== Short task ==
Exactly and only the lines from the one with "Please indicate the dark wood" through the end of the listing are to be transcribed, both ends included.

== Data to use ==
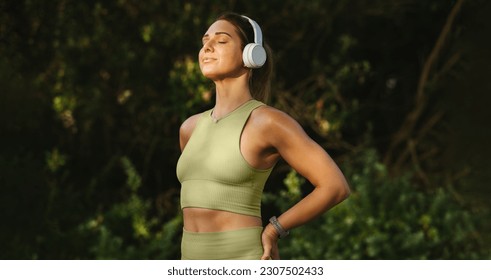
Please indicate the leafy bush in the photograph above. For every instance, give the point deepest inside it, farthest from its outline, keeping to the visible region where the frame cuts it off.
(384, 218)
(125, 231)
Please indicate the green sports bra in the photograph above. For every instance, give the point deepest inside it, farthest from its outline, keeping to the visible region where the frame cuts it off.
(212, 171)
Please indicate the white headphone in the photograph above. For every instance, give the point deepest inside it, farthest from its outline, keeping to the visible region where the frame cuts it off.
(254, 55)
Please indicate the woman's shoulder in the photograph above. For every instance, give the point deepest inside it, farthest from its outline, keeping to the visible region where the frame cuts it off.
(269, 116)
(187, 128)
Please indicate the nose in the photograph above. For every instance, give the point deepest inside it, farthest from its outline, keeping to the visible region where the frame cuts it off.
(207, 47)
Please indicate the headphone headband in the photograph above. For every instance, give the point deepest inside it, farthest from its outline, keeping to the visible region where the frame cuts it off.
(258, 35)
(254, 55)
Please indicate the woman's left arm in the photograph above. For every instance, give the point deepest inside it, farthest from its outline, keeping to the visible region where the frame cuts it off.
(313, 163)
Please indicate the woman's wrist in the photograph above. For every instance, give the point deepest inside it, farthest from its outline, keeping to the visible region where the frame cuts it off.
(269, 230)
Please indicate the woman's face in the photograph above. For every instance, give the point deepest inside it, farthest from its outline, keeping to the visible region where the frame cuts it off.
(221, 54)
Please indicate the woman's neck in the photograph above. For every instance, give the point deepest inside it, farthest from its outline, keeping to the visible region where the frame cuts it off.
(229, 96)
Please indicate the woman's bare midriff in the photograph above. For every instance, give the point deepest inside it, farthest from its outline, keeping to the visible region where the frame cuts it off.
(207, 220)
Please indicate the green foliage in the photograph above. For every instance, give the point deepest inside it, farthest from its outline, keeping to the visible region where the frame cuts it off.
(384, 218)
(127, 230)
(92, 94)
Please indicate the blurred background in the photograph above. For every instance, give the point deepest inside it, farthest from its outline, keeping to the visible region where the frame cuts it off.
(92, 94)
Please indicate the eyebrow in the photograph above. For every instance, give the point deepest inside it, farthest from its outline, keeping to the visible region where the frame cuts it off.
(218, 33)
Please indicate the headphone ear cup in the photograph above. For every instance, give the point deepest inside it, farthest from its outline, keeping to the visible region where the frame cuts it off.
(254, 55)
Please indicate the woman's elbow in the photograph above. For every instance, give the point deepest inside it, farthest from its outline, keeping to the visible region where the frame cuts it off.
(343, 191)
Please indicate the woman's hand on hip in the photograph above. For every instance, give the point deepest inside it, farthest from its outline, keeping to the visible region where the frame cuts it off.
(270, 244)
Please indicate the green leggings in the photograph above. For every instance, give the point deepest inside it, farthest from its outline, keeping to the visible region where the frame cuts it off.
(241, 244)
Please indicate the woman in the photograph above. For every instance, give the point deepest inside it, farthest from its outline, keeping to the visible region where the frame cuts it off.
(228, 153)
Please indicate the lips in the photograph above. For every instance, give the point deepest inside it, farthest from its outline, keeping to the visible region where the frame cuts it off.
(208, 59)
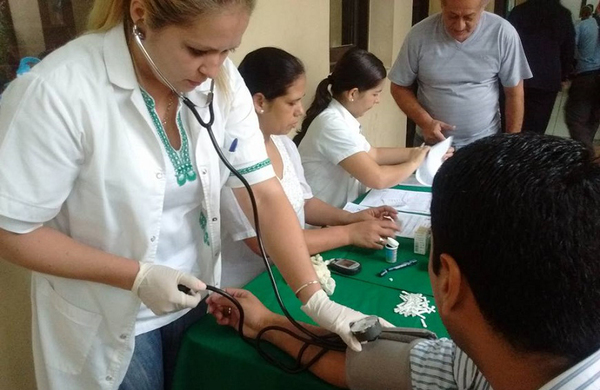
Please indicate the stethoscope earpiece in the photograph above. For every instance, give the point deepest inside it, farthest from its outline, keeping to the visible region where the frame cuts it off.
(137, 31)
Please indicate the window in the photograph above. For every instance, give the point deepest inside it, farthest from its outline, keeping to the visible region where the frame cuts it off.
(349, 27)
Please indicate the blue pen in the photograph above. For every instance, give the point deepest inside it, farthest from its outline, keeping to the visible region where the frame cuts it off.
(399, 266)
(233, 145)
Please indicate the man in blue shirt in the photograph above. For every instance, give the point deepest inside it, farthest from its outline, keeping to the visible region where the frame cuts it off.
(515, 273)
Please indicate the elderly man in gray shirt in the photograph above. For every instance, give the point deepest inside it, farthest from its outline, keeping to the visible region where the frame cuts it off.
(459, 58)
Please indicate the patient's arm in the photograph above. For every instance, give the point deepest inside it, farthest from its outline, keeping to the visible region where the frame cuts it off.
(331, 366)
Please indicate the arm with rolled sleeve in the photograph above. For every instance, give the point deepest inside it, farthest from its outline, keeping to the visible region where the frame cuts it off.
(275, 212)
(513, 70)
(281, 231)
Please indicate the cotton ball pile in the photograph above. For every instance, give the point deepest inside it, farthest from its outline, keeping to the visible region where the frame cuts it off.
(414, 305)
(323, 273)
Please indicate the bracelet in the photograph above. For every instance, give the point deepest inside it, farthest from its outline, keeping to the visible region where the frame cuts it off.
(304, 286)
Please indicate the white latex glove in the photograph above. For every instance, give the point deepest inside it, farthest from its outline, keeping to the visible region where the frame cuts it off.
(156, 285)
(334, 317)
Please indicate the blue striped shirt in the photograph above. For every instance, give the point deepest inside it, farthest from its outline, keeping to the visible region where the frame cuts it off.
(441, 365)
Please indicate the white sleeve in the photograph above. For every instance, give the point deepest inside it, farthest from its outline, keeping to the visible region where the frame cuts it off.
(292, 151)
(335, 142)
(241, 124)
(233, 219)
(40, 150)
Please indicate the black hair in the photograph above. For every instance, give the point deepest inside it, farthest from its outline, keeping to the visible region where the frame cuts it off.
(356, 69)
(520, 214)
(270, 71)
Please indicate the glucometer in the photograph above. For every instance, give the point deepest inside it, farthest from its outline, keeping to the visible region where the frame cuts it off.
(366, 329)
(345, 266)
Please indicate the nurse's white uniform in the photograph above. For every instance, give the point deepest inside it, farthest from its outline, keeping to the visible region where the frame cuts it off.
(333, 136)
(79, 152)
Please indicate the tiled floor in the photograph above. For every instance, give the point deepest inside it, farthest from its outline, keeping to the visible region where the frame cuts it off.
(557, 124)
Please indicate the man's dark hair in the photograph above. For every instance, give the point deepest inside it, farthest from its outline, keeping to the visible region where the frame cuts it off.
(520, 214)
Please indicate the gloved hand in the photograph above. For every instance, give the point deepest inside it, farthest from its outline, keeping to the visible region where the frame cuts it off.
(156, 285)
(334, 317)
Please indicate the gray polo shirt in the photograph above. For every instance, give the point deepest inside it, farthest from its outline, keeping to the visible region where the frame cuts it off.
(459, 81)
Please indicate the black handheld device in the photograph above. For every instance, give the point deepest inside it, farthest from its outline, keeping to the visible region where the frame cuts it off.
(345, 266)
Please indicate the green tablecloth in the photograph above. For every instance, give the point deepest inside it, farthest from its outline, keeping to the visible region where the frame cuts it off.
(214, 357)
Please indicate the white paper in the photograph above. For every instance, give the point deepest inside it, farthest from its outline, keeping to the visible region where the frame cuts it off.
(354, 208)
(413, 182)
(409, 223)
(433, 162)
(401, 200)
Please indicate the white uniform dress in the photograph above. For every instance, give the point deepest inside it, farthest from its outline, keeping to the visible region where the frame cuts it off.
(333, 136)
(240, 264)
(79, 152)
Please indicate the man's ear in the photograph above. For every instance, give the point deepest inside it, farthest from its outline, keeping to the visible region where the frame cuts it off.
(450, 286)
(259, 102)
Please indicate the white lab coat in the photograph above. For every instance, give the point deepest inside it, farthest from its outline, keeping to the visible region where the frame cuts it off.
(78, 152)
(333, 136)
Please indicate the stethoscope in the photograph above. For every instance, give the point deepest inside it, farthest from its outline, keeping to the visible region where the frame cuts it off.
(324, 342)
(138, 36)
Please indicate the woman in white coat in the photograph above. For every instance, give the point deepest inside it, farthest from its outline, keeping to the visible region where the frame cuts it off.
(277, 81)
(110, 191)
(339, 163)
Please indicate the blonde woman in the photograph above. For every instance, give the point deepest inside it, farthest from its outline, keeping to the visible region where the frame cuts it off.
(110, 191)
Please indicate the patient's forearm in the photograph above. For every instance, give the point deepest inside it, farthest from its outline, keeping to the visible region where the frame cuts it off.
(331, 367)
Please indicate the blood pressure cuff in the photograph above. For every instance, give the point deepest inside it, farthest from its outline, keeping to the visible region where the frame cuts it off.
(384, 363)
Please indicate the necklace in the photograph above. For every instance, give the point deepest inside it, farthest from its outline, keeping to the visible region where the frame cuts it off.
(169, 104)
(184, 171)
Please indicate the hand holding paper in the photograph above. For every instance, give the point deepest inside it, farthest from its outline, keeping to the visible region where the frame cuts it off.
(433, 161)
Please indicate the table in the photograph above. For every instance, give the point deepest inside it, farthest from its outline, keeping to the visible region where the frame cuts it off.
(214, 357)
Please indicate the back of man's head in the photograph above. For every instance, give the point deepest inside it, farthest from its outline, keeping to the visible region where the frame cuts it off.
(520, 214)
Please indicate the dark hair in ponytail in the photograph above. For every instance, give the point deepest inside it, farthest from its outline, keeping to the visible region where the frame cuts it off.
(270, 71)
(356, 69)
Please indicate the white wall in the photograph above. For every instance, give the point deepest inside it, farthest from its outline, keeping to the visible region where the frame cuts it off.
(298, 26)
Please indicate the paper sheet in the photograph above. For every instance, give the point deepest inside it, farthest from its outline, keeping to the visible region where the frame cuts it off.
(409, 223)
(412, 181)
(354, 208)
(429, 167)
(401, 200)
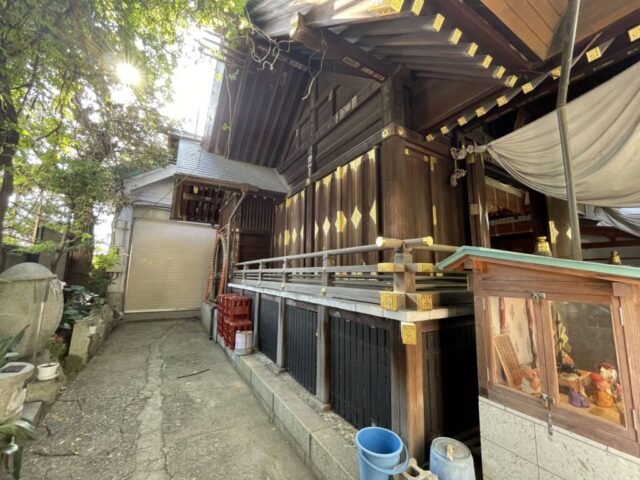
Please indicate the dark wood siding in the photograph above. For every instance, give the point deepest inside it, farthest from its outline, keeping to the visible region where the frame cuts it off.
(268, 327)
(450, 379)
(360, 372)
(301, 347)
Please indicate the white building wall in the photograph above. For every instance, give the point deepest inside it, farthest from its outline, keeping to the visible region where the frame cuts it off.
(518, 446)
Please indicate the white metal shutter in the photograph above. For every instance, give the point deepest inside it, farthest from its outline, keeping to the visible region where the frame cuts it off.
(168, 266)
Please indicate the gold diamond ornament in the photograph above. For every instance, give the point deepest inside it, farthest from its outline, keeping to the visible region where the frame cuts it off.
(341, 221)
(326, 226)
(356, 217)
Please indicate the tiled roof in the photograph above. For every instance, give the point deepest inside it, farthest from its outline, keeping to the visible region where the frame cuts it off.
(194, 161)
(456, 262)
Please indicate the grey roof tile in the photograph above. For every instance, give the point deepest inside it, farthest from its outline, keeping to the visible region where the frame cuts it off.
(194, 161)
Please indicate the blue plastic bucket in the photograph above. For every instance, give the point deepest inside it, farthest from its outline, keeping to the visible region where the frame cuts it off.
(458, 467)
(380, 450)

== Output of the task ==
Please indicate the dark wood siding in the photograph above. For every instance, give the point deepest inside it, farthest from its outline, keeping to the visible region where the frame cuts it off.
(268, 327)
(450, 379)
(360, 372)
(301, 347)
Please indicate the white building wall in the photograph above. For every instance, give the point deepest inside it, farthest from its outline, keeping to the visible region where the frame cuts it off.
(518, 446)
Please indicate the white metal shutter in the photograph above. For every instance, give the point deepest inside it, farthest from its outline, keeping to the visible region where the frame cuts it off.
(168, 266)
Please indicate the gold diamond ornament in the photograph above. For every instance, give the point deepest inside it, farthest from its outline, keeping to the visible region where the frame cuts it off.
(341, 221)
(326, 226)
(356, 217)
Please indicate the tiled roof in the photograph above. For every instance, give the point deepest inside it, farthest from its outline, keeping to the visible region where the frame cuts it off.
(194, 161)
(456, 262)
Please indicate the grey roof tile in the photograph above. For every instance, give the point deepest inside it, farthest from its outline, keeping to the visible region where the frame cuts it off.
(194, 161)
Please indicate the blue plastic bucket in the photograph above. For every instance, give the point deepest inside it, farthest from its outline, keeping to the visible region where the frame cuts it off.
(458, 467)
(380, 450)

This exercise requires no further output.